→ **Exercise objective**: Rewrite the data from the line containing "Mark every instance of the hazy" through the end of the data, inclusive, as a two-column CSV with headers text and coordinates. Give one row for each line beginning "Mark every instance" with the coordinates that follow it, putting each value in a single quoted field and replacing line breaks with spaces.

→ **Source material**:
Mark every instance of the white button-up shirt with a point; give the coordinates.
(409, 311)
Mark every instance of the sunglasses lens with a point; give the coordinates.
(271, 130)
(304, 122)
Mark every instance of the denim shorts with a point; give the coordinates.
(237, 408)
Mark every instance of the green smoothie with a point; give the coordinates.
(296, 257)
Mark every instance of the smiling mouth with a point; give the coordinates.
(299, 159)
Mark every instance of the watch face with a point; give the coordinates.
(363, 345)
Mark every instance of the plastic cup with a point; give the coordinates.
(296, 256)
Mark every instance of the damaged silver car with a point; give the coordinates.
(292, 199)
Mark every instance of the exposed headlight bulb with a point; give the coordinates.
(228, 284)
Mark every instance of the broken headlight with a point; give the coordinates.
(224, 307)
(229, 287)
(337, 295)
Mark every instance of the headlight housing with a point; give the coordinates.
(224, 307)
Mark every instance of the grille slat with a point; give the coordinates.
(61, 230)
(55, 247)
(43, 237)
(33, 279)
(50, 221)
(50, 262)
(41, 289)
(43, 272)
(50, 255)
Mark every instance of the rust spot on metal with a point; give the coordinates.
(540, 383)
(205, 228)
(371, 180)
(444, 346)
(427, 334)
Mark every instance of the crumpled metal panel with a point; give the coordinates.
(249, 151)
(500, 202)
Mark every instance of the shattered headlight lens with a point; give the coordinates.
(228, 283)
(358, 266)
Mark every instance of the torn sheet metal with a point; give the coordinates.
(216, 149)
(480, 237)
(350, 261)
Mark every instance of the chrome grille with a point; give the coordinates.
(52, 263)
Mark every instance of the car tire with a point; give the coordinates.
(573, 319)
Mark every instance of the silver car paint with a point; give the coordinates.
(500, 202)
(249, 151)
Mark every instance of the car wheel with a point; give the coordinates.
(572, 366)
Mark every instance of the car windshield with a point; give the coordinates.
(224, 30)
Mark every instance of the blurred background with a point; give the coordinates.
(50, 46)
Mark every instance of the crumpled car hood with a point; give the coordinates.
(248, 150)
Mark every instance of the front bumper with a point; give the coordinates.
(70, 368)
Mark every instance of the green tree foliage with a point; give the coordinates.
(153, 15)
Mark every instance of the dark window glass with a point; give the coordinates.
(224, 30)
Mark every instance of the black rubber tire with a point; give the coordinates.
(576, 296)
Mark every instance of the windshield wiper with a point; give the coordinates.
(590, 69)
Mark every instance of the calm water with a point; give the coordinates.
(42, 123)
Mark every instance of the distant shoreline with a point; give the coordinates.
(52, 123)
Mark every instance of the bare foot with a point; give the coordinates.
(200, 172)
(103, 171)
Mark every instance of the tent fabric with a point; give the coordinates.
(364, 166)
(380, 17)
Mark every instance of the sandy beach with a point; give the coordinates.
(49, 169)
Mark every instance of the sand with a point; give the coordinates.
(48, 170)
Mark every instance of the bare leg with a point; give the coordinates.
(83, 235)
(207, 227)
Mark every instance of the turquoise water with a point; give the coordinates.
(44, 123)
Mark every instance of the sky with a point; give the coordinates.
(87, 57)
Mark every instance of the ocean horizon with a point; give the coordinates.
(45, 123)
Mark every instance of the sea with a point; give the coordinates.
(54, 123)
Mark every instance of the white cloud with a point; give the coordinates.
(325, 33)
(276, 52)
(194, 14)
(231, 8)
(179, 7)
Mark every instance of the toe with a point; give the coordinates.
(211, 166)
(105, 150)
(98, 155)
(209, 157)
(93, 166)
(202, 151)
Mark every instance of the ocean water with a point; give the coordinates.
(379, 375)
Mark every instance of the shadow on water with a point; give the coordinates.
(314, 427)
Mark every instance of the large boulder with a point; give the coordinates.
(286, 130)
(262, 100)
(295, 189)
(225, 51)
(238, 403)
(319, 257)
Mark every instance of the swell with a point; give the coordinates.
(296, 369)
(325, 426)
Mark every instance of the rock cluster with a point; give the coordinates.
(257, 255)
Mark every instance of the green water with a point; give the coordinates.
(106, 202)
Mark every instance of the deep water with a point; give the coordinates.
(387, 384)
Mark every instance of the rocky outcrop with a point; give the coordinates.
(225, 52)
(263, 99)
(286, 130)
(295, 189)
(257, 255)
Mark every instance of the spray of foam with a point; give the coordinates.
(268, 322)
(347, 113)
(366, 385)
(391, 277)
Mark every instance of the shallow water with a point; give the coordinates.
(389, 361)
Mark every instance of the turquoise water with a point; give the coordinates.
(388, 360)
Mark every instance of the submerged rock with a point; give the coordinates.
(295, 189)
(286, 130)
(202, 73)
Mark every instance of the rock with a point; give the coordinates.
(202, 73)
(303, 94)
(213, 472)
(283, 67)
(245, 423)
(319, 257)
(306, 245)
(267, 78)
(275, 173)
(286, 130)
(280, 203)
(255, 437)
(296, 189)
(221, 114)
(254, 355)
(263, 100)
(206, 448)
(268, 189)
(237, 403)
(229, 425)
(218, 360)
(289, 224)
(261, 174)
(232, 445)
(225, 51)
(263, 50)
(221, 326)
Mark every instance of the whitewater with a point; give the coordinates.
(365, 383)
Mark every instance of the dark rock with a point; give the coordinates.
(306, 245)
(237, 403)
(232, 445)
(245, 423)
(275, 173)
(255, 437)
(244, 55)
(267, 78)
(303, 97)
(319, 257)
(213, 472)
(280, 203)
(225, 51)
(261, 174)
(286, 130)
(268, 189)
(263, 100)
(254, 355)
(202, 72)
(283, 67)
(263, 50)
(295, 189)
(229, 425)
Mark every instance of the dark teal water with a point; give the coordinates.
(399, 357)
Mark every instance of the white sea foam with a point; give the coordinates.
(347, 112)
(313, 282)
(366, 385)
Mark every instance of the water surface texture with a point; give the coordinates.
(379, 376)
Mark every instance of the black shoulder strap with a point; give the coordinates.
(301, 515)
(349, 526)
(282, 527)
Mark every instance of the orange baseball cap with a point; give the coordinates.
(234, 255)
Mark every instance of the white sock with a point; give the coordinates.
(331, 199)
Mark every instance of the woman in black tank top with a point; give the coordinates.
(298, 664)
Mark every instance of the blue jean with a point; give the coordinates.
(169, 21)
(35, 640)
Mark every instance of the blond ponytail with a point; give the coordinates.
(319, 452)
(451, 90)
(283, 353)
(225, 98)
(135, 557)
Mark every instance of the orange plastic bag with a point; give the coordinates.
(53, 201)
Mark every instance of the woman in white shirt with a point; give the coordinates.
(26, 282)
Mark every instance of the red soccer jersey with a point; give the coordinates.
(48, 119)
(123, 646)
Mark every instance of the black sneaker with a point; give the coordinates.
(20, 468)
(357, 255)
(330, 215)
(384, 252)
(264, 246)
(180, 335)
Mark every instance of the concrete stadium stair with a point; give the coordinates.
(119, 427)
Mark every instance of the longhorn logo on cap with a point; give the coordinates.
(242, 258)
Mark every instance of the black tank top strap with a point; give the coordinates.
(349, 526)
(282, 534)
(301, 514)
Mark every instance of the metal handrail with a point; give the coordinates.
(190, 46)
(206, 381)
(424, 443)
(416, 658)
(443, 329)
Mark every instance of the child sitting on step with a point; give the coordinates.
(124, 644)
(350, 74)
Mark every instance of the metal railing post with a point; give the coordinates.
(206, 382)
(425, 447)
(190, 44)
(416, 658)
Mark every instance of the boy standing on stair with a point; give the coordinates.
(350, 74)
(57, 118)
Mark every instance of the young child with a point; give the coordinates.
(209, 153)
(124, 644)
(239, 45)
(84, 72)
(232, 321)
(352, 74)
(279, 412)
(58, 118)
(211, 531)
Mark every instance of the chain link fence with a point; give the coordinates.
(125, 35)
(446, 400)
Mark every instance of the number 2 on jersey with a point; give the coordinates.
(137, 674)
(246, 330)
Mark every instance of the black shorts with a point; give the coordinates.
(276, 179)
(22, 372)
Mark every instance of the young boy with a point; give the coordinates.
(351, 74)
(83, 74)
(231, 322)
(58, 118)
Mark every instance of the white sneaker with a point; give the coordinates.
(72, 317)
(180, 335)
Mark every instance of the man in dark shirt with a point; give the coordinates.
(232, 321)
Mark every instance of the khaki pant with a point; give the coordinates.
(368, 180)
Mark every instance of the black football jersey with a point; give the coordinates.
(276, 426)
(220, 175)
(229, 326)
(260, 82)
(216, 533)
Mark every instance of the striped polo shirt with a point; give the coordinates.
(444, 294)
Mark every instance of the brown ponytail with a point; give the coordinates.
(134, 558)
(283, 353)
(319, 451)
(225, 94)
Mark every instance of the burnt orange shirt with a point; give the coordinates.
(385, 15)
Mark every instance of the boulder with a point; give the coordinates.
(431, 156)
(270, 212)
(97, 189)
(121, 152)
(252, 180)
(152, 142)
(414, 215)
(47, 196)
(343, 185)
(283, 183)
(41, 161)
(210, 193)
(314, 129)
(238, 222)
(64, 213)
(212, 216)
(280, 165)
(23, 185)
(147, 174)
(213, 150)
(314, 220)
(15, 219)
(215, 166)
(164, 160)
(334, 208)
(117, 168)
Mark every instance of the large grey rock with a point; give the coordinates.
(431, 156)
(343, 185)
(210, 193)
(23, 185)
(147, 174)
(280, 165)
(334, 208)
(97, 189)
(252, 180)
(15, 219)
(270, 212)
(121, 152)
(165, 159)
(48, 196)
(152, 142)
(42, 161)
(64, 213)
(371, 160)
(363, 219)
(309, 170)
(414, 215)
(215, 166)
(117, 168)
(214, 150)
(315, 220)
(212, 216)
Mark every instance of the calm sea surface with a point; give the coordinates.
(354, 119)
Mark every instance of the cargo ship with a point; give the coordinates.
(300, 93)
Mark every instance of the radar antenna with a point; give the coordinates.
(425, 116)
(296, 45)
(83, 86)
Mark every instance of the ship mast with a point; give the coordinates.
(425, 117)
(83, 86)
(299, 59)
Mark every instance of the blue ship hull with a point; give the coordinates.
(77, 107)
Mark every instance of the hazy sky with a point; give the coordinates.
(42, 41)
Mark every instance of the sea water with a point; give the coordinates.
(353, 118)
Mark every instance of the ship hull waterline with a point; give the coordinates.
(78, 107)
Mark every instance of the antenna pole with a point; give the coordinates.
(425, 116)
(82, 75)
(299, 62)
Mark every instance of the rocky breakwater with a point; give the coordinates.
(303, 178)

→ **Answer in full**:
text,coordinates
"Mark every instance of the hazy sky with a point; give the coordinates.","(42, 41)"
"Mark every instance of the sea water with a point; give the coordinates.","(353, 118)"
"Mark every instance of the ship hull waterline with a point; give the coordinates.","(78, 107)"
"Mark every instance of the antenna pole with a point; give the coordinates.","(425, 116) (82, 75) (299, 62)"
"Mark every instance of the rocky breakwater with a point; give the coordinates.","(303, 178)"